___ Excerpted text ___

Colleagues first, and in that regard, you know, how organizations make colleagues feel included, for many people, is outside of their normal comfort zone. They’d far rather focus on hard matters of P& L, which is completely critical, but P& L doesn’t get delivered. Through an AI algorithm, P& L gets delivered because we have an idea, we build a solution, or we have a service, we try and make it brilliant, we try and wow our clients, we need to price it appropriately, we need to go out and market it, we need to go out and sell it, we need to build those strategic relationships, and the common, denominator in everything I’ve talked about plus another thousand examples is we, and we is human.

And so the reality is colleagues often don’t enjoy, and senior executives and board members, is, how to be human for these organizations and how to really introduce and walk the walk and articulate a culture of inclusivity. It’s fear driven. It’s not actually that everybody puts their hands up.

They just don’t know how to, and say, you know, horrible. When they do that, what they’re really saying is, I don’t know how to do this, and I don’t know how to articulate it, I don’t know how to communicate it, I don’t know how to measure it, I don’t know how to promote it and sell it and excite everybody.

But it’s really very simple. It’s, those five or six things that I outlined earlier. I mean, they’re not difficult. And if you really want to make them matter and you get the business outcomes, the commercial outcomes, the organization feeling that it’s relevant to its community, feeling like the organization is relevant to its client base…

That’s all about inclusivity. That’s what innovation achieves for you. So you have to tell your organization this matters and that’s the reward, the job description and the appraisal.

Russel Lolacher: Is it an easy connection to those KPIs for you to go, okay. So we’ve become more inclusive. Our innovation… how do you measure that?

What is, I mean I hear rewards. I hear a few things you’ve said about reinforcing it, but how do you actually measure or moving the needle to reinforce that inclusivity is working. And this is something that’s important.

Jenny Knott: Yeah. So in your average sort of OKR (objectives and key results) architecture, you’ll have, what is your, you know, what are you trying to achieve?

How are you going to do it? So, via what? So via a culture of inclusivity. So I want to, let’s say, embrace an appropriate risk framework. I want to make my organization more, more confident in embracing risk because we were so stifled by risk. You know, we see risk is negative. We’re paralyzed by fear.

We don’t take more risk anymore. So you say, okay, I want an organization. My OKR is what I want is an organization embraces more risk in an appropriate way via A culture of inclusivity or innovation and inclusivity so that we improve our bottom line net outcomes for our clients and ourselves and all our stakeholders, our colleagues, our clients, our investors, our regulators, whatever.

And the outcome we’re looking for is we’re looking for more fresh revenues, or we’re looking for an increase in profitability, or we’re looking for profitable growth, or we’re looking for more new products, or we’re looking to wow our clients, or we’re looking to increase our cash EBITDA (earnings before interest, taxes, and amortization) you know that’s the outcome.

And you can argue that’s for clients, for the community, for colleagues, for your shareholders. And how are we going to do it? We’re going to do it by rewarding what matters. We’re going to do it by embracing a culture of innovation and inclusivity. And we’re going to do that by leading by example.

___

→ What you should do
Please repeat the interview excerpt starting at "They just don’t" and ending at "and the appraisal.", switching "organization" to "company" throughout that part. Work from the interview excerpt alone.

___ Records shown ___

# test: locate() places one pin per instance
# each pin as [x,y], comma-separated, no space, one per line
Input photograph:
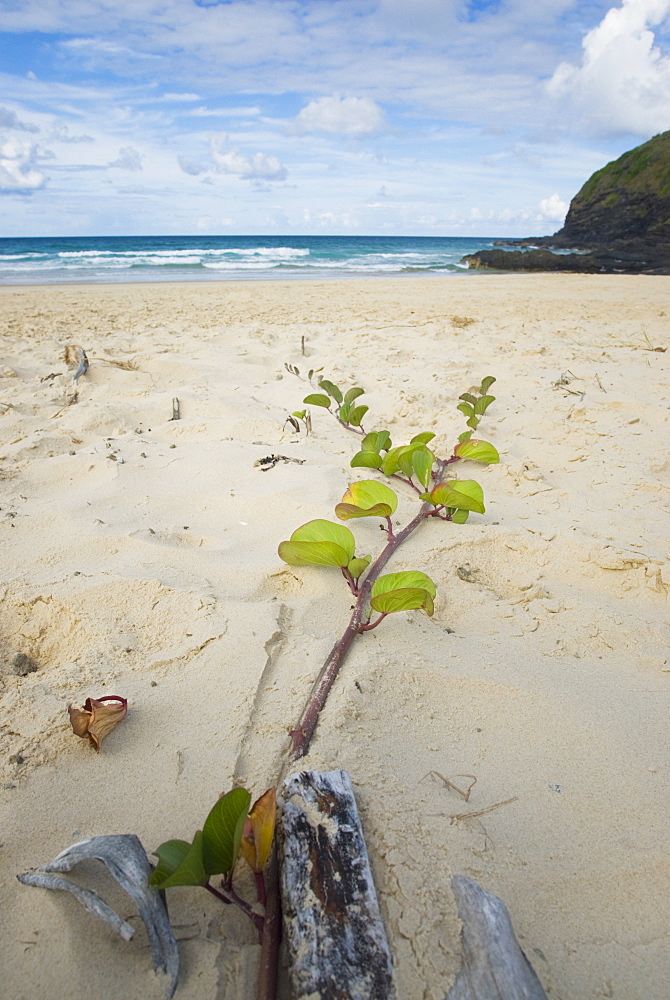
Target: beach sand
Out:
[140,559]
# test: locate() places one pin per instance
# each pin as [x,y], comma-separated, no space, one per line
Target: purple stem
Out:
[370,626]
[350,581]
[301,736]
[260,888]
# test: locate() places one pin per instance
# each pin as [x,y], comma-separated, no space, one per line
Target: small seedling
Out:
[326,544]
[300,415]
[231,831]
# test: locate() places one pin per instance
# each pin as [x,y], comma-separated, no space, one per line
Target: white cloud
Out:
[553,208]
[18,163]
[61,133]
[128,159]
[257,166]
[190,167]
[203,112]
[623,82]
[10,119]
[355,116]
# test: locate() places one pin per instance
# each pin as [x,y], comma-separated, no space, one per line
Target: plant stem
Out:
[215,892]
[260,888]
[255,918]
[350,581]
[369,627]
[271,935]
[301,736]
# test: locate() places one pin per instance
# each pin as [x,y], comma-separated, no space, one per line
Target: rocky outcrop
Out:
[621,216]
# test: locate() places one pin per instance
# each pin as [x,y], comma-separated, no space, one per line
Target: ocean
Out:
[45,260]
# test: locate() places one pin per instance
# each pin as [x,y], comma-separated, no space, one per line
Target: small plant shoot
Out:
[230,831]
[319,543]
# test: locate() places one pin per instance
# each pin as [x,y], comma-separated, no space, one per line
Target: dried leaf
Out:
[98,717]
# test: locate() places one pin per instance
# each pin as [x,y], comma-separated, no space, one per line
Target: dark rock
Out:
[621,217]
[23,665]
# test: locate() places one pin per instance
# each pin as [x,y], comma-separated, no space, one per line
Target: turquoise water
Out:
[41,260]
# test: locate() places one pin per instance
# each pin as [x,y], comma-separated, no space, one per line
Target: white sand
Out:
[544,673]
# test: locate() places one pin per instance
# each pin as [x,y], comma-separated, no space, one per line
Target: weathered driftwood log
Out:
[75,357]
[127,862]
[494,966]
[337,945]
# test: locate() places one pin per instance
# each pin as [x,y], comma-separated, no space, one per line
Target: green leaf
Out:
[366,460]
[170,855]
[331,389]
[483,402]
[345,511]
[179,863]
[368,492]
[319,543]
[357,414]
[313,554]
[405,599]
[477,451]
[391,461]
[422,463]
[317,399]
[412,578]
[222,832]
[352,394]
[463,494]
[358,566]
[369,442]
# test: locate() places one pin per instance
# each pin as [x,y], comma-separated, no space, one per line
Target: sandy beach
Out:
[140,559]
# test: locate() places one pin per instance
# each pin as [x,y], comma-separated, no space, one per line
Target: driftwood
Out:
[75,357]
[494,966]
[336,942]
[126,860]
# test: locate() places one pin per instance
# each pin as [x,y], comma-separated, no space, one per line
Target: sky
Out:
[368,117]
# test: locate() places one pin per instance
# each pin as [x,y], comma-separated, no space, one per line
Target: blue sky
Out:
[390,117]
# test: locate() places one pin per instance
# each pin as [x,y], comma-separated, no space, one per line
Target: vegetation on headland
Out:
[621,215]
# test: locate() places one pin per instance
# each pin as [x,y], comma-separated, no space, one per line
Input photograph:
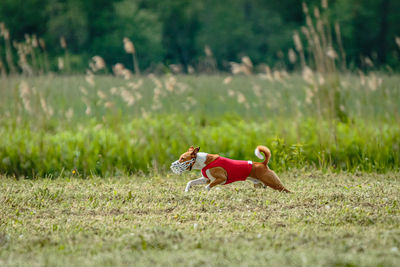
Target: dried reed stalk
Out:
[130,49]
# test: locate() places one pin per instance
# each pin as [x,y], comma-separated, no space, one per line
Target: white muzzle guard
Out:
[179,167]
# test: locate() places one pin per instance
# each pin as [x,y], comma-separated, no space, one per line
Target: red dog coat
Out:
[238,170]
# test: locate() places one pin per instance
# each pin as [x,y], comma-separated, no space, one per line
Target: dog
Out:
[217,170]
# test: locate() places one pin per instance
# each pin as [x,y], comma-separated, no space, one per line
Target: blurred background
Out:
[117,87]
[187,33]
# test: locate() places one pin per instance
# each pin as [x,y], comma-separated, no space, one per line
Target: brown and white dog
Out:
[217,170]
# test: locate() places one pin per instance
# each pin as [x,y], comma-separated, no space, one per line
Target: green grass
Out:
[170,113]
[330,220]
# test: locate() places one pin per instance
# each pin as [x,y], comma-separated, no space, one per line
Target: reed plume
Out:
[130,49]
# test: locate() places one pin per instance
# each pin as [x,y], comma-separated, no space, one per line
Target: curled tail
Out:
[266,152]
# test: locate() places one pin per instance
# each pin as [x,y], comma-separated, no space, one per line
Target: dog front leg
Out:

___

→ Solved problem
They just don’t know how to, and say, you know, horrible. When they do that, what they’re really saying is, I don’t know how to do this, and I don’t know how to articulate it, I don’t know how to communicate it, I don’t know how to measure it, I don’t know how to promote it and sell it and excite everybody.

But it’s really very simple. It’s, those five or six things that I outlined earlier. I mean, they’re not difficult. And if you really want to make them matter and you get the business outcomes, the commercial outcomes, the company feeling that it’s relevant to its community, feeling like the company is relevant to its client base…

That’s all about inclusivity. That’s what innovation achieves for you. So you have to tell your company this matters and that’s the reward, the job description and the appraisal.